Замените «бизнесмены» на «предприниматели» во фрагменте беседы от «А вон эти, сколько» до «приходите и смотрите.». Выведите этот фрагмент целиком с заменой.

# [Документ]
# # # # # # #

Ну, вы знаете, чудеса не Божьи?

Т.Ларсен

Вообще-то да

В.Аверин

Т.Ларсен

А вон эти, сколько колдунов у нас чудеса творят? У меня подружка одна, ну подружка условная, из Индии приехала и говорит: «Была в Ашраме Саи Бабы, чудеса, такие чудеса», – я говорю: «Какие чудеса?» – «Он огонь производит из ладошки», – она еще грузинка, я не могу воспроизвести этот яркий акцент, – «Он над землей левитирует, он все делает как Христос, только на земле». Вот нормально? Вот вам тоже чудеса. И очень многие люди, опять же, современные, интеллектуальные, взрослые, бизнесмены с деньгами, они вот во всю эту… как бы это назвать… фанаберию…

В.Аверин

Они ведутся на это все.

Т.Ларсен

Верят, потому что вот им явили чудо, вот фокус им показал, огонь на руке зажег – все.

В.Степанов

Да, люди, конечно, хотят видеть фокусы, но, у нас для желающих в храме каждый день совершается чудо – приходите и смотрите.

Т.Ларсен

Ну, так мы вам все и поверили, это вы видите у себя в алтаре, а мы там чо?

В.Степанов

У кого открыто сердце, тот видит, у кого закрыто, как вы понимаете, не видит.

Т.Ларсен

Опять же, исходя из Вашей теории, как бы ты ни старался открыть свое сердце, пока Господь тебе не позволит уверовать, то ты открывай-переоткрывайся.

В.Степанов

Не совсем так, есть понятие синергии, то есть соотношение воли человеческой и воли божественной, поэтому ты делай свое дело и Господь тебе все, что нужно для тебя даст – это первое. Второе, я вам только что говорил о свободе каждого из нас. Всякий фокус, всякое внешнее проявление чуда – это насилие над свободой человека, потому что человек вынужден в это поверить, вот он видит и вынужден в это верить.

В.Аверин

То есть, воскрешение Лазаря – это что- это насилие над окружающими было, Он вынудил поверить очень многих вокруг в свои возможности.

# # # # # # #

# [Фрагмент данных]

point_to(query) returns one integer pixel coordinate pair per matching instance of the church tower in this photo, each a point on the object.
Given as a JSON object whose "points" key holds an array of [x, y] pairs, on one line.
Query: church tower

# # # # # # #

# [Результат выполнения]
А вон эти, сколько колдунов у нас чудеса творят? У меня подружка одна, ну подружка условная, из Индии приехала и говорит: «Была в Ашраме Саи Бабы, чудеса, такие чудеса», – я говорю: «Какие чудеса?» – «Он огонь производит из ладошки», – она еще грузинка, я не могу воспроизвести этот яркий акцент, – «Он над землей левитирует, он все делает как Христос, только на земле». Вот нормально? Вот вам тоже чудеса. И очень многие люди, опять же, современные, интеллектуальные, взрослые, предприниматели с деньгами, они вот во всю эту… как бы это назвать… фанаберию…

В.Аверин

Они ведутся на это все.

Т.Ларсен

Верят, потому что вот им явили чудо, вот фокус им показал, огонь на руке зажег – все.

В.Степанов

Да, люди, конечно, хотят видеть фокусы, но, у нас для желающих в храме каждый день совершается чудо – приходите и смотрите.